## [ПРИВЕДЁННЫЙ ОТРЫВОК]
На людях Михоэлс называл меня: Борщагивський. Произносил так смачно, так по-украински природно, будто Тевье-молочник окликал кого-то из своих соседей. Борщагивський и Борщагивський…

Соломон Михайлович приехал в Киев на юбилей тамошнего Госета, мне Культпроп ЦК КП(б)У поручил доклад о 25-летнем пути театра, но пришлось коснуться и далекого прошлого: Гольдфадена, Ицхока Переца, Эстер-Рохл Каминской, дореволюционных профессиональных трупп, драматургии начала XX века, затем и пьес П. Маркиша и С. Галкина. Я говорил по-украински, и, кажется, именно это непривычное звучание близких ему имен и названий, их певучее, поэтическое украинское эхо заставили непоседу Михоэлса с детским простодушием, выкатив нижнюю губу, выслушать, поглядывая на меня, весь доклад.

Мы провели, почти не расставаясь, двое суток. Киев рвал на части своего кумира: он был зван в театры, в гости к друзьям и незнакомым, пил, порой брал короткую передышку в неутомимой, раблезианской, добровольно принятой роли. Меня он не отпускал: «Борщагивський, ты пойдешь со мной! Ты меня не бросишь на растерзание!» Я с радостью сопровождал его, свадебного генерала без свадеб (в 32 года я еще мог обойтись без сна и пить почти вровень с ним; говорю «почти», потому что пить наравне с Михоэлсом мог, кажется, только его друг Александр Фадеев).

## [ЧТО СДЕЛАТЬ]
Выпишите из отрывка о Михоэлсе часть от «На людях Михоэлс» до «меня, весь доклад.» включительно, слово в слово. Опирайтесь только на этот отрывок.

## [ПРЕДОСТАВЛЕННЫЕ ДАННЫЕ]
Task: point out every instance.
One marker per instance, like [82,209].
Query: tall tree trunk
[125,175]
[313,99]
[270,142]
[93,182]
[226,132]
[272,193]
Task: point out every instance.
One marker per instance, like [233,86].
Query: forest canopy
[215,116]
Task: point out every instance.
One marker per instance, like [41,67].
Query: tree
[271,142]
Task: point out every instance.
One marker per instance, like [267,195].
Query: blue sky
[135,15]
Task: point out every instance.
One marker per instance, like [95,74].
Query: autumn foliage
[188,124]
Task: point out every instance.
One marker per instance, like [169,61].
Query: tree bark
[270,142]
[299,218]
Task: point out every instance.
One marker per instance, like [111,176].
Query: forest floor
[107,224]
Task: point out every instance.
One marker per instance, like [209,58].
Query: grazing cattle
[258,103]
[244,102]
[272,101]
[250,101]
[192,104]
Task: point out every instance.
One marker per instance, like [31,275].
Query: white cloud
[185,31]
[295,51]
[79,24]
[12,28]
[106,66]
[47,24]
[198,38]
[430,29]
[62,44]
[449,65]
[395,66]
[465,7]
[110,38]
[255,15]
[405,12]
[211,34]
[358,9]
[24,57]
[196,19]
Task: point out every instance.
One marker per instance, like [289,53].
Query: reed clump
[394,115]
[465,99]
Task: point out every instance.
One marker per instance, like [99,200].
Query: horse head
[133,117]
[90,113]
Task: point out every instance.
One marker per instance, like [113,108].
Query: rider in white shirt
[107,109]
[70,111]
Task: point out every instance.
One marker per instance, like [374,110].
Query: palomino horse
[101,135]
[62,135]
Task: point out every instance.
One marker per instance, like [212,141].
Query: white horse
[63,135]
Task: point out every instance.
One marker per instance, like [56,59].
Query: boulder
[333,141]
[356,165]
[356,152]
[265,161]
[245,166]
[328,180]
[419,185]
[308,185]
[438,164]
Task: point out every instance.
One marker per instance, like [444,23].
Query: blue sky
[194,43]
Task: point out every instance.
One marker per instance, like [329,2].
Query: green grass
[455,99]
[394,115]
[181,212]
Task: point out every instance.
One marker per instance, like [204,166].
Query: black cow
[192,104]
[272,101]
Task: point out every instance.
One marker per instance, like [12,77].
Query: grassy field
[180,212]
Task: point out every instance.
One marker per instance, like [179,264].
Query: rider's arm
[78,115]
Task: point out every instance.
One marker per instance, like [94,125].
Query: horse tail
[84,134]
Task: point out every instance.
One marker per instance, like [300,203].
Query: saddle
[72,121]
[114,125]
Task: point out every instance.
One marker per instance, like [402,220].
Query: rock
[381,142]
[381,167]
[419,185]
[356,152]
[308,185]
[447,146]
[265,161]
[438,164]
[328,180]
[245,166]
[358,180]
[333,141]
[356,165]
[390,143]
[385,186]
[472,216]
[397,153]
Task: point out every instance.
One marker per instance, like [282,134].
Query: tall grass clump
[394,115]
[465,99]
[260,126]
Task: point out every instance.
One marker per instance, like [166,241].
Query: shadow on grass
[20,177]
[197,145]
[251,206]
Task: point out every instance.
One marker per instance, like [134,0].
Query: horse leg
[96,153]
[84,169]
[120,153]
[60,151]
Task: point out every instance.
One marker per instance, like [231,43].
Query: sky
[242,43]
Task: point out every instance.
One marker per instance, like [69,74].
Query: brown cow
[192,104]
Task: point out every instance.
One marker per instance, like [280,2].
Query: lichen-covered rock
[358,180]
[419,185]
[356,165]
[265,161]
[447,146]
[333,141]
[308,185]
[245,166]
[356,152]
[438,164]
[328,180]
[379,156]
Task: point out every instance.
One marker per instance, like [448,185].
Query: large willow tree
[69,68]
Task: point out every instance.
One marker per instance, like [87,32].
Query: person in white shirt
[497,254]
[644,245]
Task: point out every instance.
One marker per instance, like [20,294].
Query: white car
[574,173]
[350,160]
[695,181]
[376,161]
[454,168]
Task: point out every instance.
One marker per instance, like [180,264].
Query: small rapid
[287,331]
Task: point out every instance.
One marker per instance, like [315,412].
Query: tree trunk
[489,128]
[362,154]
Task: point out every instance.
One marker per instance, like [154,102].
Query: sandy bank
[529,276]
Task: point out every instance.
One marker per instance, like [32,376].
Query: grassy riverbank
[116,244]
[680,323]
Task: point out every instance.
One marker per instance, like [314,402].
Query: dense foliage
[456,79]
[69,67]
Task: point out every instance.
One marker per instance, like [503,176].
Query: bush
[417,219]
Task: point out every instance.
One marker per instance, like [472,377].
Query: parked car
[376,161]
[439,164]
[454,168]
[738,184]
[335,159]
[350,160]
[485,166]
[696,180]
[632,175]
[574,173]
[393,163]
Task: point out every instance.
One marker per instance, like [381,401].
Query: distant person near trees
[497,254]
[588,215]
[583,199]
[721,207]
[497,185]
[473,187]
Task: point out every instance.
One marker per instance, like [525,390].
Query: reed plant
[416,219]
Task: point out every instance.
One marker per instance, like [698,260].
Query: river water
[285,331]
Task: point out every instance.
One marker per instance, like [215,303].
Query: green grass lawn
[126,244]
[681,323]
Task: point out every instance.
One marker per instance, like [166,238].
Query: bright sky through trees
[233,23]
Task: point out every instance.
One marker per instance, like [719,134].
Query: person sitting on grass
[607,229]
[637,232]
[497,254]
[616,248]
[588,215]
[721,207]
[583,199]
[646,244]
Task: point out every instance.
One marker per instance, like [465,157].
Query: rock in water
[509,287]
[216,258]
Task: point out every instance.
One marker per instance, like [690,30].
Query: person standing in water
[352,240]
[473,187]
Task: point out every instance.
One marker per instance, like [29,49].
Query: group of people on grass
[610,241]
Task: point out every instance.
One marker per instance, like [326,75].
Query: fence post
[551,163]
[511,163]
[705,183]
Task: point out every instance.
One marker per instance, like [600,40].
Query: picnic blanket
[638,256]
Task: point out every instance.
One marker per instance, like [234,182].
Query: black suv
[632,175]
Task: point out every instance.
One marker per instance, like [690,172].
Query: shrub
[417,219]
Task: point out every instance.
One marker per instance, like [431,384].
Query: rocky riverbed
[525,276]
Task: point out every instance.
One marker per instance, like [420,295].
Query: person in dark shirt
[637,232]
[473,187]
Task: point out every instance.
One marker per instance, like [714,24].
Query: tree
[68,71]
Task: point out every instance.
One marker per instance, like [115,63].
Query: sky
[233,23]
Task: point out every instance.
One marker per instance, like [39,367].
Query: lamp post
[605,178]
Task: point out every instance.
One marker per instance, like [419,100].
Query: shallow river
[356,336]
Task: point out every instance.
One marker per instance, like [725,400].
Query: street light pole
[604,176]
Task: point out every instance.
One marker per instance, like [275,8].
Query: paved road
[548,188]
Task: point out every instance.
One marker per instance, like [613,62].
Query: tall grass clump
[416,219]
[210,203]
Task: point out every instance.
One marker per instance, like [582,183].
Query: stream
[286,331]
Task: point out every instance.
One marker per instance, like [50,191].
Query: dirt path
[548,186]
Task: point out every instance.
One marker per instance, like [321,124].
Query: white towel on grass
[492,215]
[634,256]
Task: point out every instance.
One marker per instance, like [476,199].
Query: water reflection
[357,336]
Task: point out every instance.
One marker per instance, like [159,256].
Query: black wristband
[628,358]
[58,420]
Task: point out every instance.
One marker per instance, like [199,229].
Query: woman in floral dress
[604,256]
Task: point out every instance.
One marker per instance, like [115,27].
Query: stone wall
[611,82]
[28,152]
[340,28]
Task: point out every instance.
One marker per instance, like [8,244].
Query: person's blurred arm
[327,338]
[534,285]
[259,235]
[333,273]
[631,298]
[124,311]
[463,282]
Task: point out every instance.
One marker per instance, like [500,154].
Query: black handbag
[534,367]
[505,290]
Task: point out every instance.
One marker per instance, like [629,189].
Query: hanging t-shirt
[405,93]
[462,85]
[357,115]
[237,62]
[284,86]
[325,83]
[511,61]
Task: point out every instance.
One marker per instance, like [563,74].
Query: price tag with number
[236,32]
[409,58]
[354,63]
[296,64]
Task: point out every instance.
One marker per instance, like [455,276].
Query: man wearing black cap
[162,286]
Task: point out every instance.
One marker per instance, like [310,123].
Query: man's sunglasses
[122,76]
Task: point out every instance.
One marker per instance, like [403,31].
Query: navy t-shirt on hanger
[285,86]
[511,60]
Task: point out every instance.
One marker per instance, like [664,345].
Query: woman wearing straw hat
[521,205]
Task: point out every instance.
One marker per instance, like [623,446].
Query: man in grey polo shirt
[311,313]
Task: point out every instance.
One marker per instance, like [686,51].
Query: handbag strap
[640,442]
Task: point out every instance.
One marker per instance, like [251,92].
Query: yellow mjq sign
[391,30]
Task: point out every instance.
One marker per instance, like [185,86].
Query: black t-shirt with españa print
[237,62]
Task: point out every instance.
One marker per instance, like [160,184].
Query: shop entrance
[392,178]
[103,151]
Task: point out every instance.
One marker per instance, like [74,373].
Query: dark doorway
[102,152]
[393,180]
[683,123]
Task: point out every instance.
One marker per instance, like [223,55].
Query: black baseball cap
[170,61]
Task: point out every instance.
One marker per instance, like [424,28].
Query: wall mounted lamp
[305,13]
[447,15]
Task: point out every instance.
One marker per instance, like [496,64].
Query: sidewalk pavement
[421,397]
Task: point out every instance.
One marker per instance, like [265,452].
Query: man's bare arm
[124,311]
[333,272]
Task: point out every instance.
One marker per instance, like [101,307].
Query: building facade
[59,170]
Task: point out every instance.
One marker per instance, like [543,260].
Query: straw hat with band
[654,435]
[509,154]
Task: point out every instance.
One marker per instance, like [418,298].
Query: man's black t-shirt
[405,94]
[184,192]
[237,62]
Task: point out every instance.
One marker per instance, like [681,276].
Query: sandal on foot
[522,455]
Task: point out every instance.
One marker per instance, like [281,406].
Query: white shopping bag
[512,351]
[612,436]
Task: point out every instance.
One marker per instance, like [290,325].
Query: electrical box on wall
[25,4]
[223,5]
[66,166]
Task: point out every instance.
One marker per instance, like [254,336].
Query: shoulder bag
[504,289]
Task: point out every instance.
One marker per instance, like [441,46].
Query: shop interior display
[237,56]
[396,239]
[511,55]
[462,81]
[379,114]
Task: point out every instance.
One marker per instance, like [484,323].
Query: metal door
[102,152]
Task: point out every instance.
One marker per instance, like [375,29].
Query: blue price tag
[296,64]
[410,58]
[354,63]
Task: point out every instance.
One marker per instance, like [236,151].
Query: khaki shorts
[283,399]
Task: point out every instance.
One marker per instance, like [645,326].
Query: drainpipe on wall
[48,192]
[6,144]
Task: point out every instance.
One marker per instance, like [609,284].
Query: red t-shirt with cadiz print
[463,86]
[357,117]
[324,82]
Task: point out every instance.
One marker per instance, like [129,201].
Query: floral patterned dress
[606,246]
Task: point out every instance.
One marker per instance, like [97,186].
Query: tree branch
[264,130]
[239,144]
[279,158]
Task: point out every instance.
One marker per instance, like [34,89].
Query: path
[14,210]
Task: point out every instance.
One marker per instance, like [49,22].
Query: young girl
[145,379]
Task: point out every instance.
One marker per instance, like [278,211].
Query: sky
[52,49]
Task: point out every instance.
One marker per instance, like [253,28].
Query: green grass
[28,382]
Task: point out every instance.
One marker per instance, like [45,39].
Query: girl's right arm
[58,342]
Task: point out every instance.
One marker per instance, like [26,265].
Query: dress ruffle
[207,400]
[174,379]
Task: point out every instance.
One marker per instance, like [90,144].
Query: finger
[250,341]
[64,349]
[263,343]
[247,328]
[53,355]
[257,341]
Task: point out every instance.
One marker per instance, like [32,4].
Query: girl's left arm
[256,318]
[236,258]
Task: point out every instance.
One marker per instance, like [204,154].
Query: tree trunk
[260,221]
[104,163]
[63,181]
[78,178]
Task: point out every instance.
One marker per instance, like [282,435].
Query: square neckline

## [ПОЛНЫЙ ОТВЕТ]
На людях Михоэлс называл меня: Борщагивський. Произносил так смачно, так по-украински природно, будто Тевье-молочник окликал кого-то из своих соседей. Борщагивський и Борщагивський…

Соломон Михайлович приехал в Киев на юбилей тамошнего Госета, мне Культпроп ЦК КП(б)У поручил доклад о 25-летнем пути театра, но пришлось коснуться и далекого прошлого: Гольдфадена, Ицхока Переца, Эстер-Рохл Каминской, дореволюционных профессиональных трупп, драматургии начала XX века, затем и пьес П. Маркиша и С. Галкина. Я говорил по-украински, и, кажется, именно это непривычное звучание близких ему имен и названий, их певучее, поэтическое украинское эхо заставили непоседу Михоэлса с детским простодушием, выкатив нижнюю губу, выслушать, поглядывая на меня, весь доклад.